------ Data

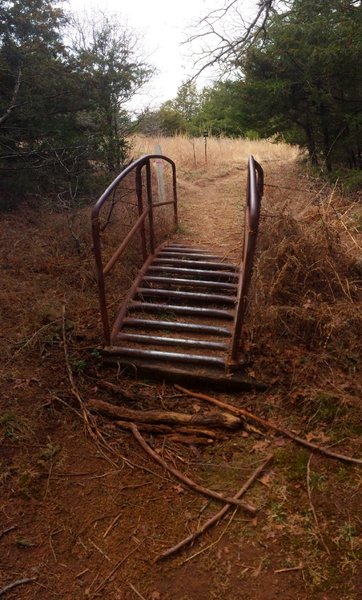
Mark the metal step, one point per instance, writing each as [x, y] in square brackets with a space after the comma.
[188, 282]
[187, 271]
[193, 263]
[166, 356]
[185, 310]
[195, 296]
[176, 326]
[170, 341]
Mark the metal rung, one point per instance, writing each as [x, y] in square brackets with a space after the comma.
[177, 247]
[199, 273]
[169, 341]
[171, 356]
[182, 310]
[196, 263]
[194, 282]
[161, 293]
[186, 255]
[173, 326]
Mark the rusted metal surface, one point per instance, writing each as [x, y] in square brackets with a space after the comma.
[186, 305]
[255, 188]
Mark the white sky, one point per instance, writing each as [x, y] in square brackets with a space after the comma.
[163, 26]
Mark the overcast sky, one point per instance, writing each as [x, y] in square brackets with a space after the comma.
[163, 25]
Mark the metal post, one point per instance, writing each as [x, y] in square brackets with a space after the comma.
[150, 206]
[206, 135]
[140, 210]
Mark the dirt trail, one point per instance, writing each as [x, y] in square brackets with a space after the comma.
[88, 524]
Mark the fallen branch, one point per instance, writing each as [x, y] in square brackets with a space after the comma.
[241, 412]
[215, 419]
[5, 531]
[216, 518]
[313, 509]
[118, 391]
[187, 437]
[11, 586]
[190, 440]
[186, 480]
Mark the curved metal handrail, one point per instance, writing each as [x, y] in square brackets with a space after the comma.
[255, 189]
[101, 271]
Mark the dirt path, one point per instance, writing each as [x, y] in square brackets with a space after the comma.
[87, 524]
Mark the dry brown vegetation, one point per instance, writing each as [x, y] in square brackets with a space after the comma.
[85, 518]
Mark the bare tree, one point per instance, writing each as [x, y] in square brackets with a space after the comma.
[226, 32]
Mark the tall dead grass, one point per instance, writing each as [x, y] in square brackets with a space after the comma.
[189, 153]
[307, 283]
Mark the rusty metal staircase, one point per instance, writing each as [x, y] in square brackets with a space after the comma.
[183, 315]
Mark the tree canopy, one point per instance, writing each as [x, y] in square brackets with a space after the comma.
[62, 97]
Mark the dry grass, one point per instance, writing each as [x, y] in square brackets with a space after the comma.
[307, 284]
[190, 152]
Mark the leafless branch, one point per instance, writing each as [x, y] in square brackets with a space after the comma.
[12, 104]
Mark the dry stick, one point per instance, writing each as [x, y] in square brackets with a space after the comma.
[9, 587]
[241, 412]
[290, 569]
[112, 572]
[217, 516]
[136, 591]
[88, 419]
[313, 509]
[5, 531]
[185, 479]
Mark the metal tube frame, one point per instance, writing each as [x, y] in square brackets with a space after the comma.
[101, 271]
[254, 193]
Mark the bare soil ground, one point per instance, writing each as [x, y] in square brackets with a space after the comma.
[83, 521]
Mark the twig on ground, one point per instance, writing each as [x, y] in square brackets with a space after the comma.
[241, 412]
[115, 568]
[184, 478]
[136, 591]
[213, 543]
[5, 531]
[212, 419]
[290, 569]
[313, 509]
[113, 524]
[216, 518]
[11, 586]
[88, 419]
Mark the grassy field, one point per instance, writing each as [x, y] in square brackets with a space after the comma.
[190, 152]
[84, 511]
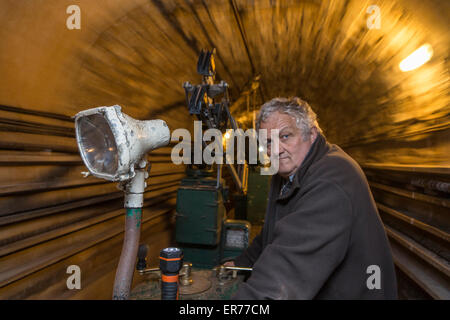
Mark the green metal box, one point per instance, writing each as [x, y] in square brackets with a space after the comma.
[200, 214]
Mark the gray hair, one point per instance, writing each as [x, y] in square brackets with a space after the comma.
[305, 117]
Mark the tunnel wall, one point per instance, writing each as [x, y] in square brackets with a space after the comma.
[50, 216]
[138, 53]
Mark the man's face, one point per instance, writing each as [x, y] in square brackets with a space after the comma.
[292, 149]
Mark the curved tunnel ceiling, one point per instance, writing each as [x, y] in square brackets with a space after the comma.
[138, 54]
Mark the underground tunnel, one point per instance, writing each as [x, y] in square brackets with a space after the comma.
[375, 72]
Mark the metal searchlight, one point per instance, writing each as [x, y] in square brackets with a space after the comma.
[112, 143]
[113, 147]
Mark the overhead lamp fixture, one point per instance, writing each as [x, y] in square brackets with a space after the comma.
[417, 58]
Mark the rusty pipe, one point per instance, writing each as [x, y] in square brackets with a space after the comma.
[125, 269]
[134, 200]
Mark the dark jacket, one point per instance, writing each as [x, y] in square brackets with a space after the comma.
[321, 237]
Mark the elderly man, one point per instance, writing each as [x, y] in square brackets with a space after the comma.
[322, 237]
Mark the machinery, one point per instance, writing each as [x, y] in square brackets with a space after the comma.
[203, 231]
[113, 147]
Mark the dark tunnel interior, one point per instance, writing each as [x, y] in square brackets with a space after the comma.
[138, 53]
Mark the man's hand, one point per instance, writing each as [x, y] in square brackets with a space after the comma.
[229, 264]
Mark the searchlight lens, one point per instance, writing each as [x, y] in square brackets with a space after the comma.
[97, 144]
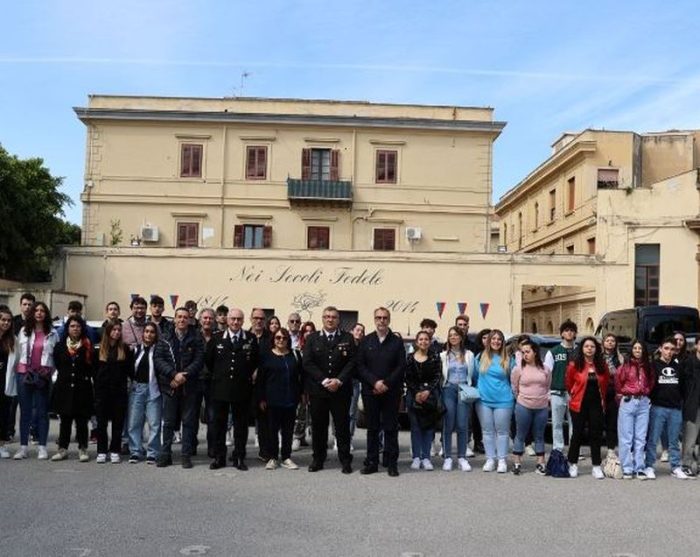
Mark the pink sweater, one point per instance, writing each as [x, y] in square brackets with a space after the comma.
[531, 385]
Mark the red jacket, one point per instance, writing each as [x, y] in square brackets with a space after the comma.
[576, 385]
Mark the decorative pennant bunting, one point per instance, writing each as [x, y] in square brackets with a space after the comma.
[484, 309]
[440, 307]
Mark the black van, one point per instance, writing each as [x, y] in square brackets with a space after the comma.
[652, 324]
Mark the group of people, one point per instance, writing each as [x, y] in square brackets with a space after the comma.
[205, 367]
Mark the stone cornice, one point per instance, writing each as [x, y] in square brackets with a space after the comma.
[90, 114]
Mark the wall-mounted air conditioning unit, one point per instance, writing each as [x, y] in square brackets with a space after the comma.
[413, 233]
[149, 233]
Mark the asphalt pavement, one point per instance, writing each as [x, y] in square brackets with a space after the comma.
[85, 509]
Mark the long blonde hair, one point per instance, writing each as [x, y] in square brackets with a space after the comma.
[487, 355]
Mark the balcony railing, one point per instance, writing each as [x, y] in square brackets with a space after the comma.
[335, 191]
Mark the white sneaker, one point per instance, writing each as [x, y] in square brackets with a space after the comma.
[289, 464]
[489, 465]
[678, 474]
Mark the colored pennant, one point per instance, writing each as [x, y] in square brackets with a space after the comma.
[484, 309]
[440, 307]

------------

Write the records out again in full, exactly, and skip every picture.

Mark the metal step, one point per instance, writing each as [x, y] in square brackets with a space after the comma.
[188, 282]
[187, 271]
[193, 263]
[166, 356]
[185, 310]
[195, 296]
[176, 326]
[170, 341]
Mark the metal rung, one point per instance, writing each as [x, y] in square brackets with a space after the comma.
[177, 247]
[199, 273]
[169, 341]
[171, 356]
[182, 310]
[196, 263]
[194, 282]
[161, 293]
[186, 255]
[173, 326]
Mark the rusted metal surface, one point per instance, writing each as [x, y] in square brackets with a space after the comma.
[186, 305]
[255, 188]
Mark the white sky, one point per instance, writing each as [x, y] in square brackets with a space after the comma.
[163, 26]
Mark the overcast sky, one point per instance, writing each as [x, y] in square brackets with a space after the comma.
[163, 25]
Mark the metal post, one point per instance, writing each as [x, y] in square brackets with a space after the comma.
[150, 206]
[206, 135]
[140, 210]
Mark the dirt trail, one point per instance, writing each as [x, y] in square brackets with a space after the comma.
[88, 524]
Mark the fallen branch, one point per instance, writing each as [x, y] in square brackets with a space after the comma.
[241, 412]
[215, 419]
[5, 531]
[216, 518]
[313, 509]
[118, 391]
[187, 437]
[11, 586]
[190, 440]
[186, 480]
Mark the curved metal handrail, one point per instance, writing each as [x, y] in square brackets with a space after the comma.
[255, 189]
[101, 271]
Mark the dirt path, one point per instance, writing each as [x, y] in square brackets with a space after the comma.
[87, 524]
Mark the dry brown vegetation, one point per instance, writing each as [x, y] in square brackets with a space after the comma.
[85, 518]
Mark the bare tree, one point per instance, writing each as [x, y] in square brackets with a space after the comma.
[226, 32]
Mark the tall dead grass, one point per instance, writing each as [x, y] in square brackets with a space after the comma.
[189, 153]
[307, 283]
Mark the rusty metal staircase, one point per instance, writing each as [x, y] in square brackets with a space after the comma.
[183, 315]
Mark the tree canopy, one point per instance, writing each as [x, y] in square brackets with a space after the comma.
[62, 97]
Mark the dry grass, one point per instance, writing each as [x, y] in square brackets with a space after the comma.
[307, 284]
[190, 152]
Mark the leafless branch, one point per instance, writing each as [x, y] in square brackets with a space after the comma.
[12, 104]
Mark the dry stick, one point per instance, writing each as [x, y] in square brackets with a space after the comma.
[9, 587]
[241, 412]
[290, 569]
[112, 572]
[217, 516]
[136, 591]
[88, 419]
[313, 509]
[5, 531]
[185, 479]
Mark the metal tube frame, one point per instance, writing each as [x, y] in square brackets with a space after the comma.
[101, 271]
[254, 193]
Mark the bare soil ground, one point per instance, writing each as [x, y] in square brackets with a space after the comma.
[83, 521]
Mark the twig on ground, one point per instance, writing each as [x, y] in square brackets with a space after the comma.
[241, 412]
[115, 568]
[184, 478]
[136, 591]
[213, 543]
[5, 531]
[212, 419]
[290, 569]
[313, 509]
[113, 524]
[216, 518]
[11, 586]
[88, 419]
Mark the grassy field, one point per instance, writing each as [x, y] in square brackets with a space after the comma.
[190, 152]
[84, 511]
Mark the green metal box, one point per instance, writing each as [x, y] in square brackets with a space after the comma.
[200, 214]
Mark the gray hair, one point per instance, writing each as [x, y] in square brackets with a space after the comma.
[305, 117]
Mark the tunnel wall, one point per instance, writing each as [x, y] in square brackets with a space after the comma.
[50, 216]
[138, 53]
Mark the man's face, one point per instance, writing each as [x, y] in square brackets with a space after the comma.
[292, 149]
Mark the curved tunnel ceiling, one point per instance, writing each as [x, y] in square brackets with a space after the comma.
[138, 54]
Mark the underground tunnel, one point per instance, writing each as [x, y] in square brackets with a space after the comma.
[375, 72]
Mark the metal searchlight, one point per instance, writing each as [x, y] in square brackets with a space after the comma.
[112, 143]
[113, 147]
Mark the overhead lamp fixture, one point per instance, writing each as [x, y] in square brackets with a space after the comma.
[417, 58]
Mark the rusty pipe, one point per instance, writing each as [x, y] in square brackets with a space after the comma.
[125, 269]
[134, 200]
Mark the dark jacket, one point per instance, writing each as [x, y] in square brackets with a space after the comma.
[321, 237]
Mark the elderly man, one point per instance, writing each as [x, y] in square brackets with a space after the comma.
[322, 237]
Mark the machinery, one point per instance, writing each as [x, y] in square brackets with a space after the comma.
[203, 231]
[113, 147]
Mark the dark tunnel interior, one point per instance, writing each as [x, y] in square brackets with a space after the comma.
[138, 53]
Mark the man's hand, one point per instance, writing each as [x, y] in square brackets with a space after the comma.
[229, 264]
Mark the searchlight lens, one point per instance, writing each as [x, y] in square brackets with a space after the comma.
[97, 144]
Mark the pink sweater, one point per instance, writing each as [x, y] in square brackets with a space after the comma.
[531, 385]
Mark the red jacket, one point per instance, writing each as [x, y] in square brackets with a space after the comma.
[576, 385]
Mark the decorative pennant bunting, one point per instance, writing each as [x, y] in square brackets with a space after the comma.
[484, 309]
[440, 307]
Mark the black van, one point per instance, writing each as [x, y] in square brackets with a space after the comma.
[652, 324]
Mark the group of people, one point per instance, writing each as [x, y] in square brackets with a space after the comma.
[205, 367]
Mark the stone cornice, one point per instance, writing each as [x, y] in square brackets with a space after the comma.
[90, 114]
Mark the wall-mounted air conditioning unit, one point per instance, writing each as [x, y] in square brackets with a space after the comma.
[413, 233]
[149, 233]
Mark the asphalt pavement, one point per instance, writing each as [x, y] in square brackets with a space after the comma.
[85, 509]
Mark the long blonde hair, one point per instance, writing each as [x, y] in square brackets with a space after the comma.
[487, 355]
Mark the balcony railing, one point per instance, writing each as [x, y] in square brackets with a space after the comma.
[335, 191]
Mark the white sneaker, one point per instance, writing each as [x, y] in square brackets with a space after the comma.
[289, 464]
[489, 465]
[678, 474]
Mark the colored pennant, one point per instance, writing each as [x, y] in square brackets with a space after the comma.
[484, 309]
[440, 307]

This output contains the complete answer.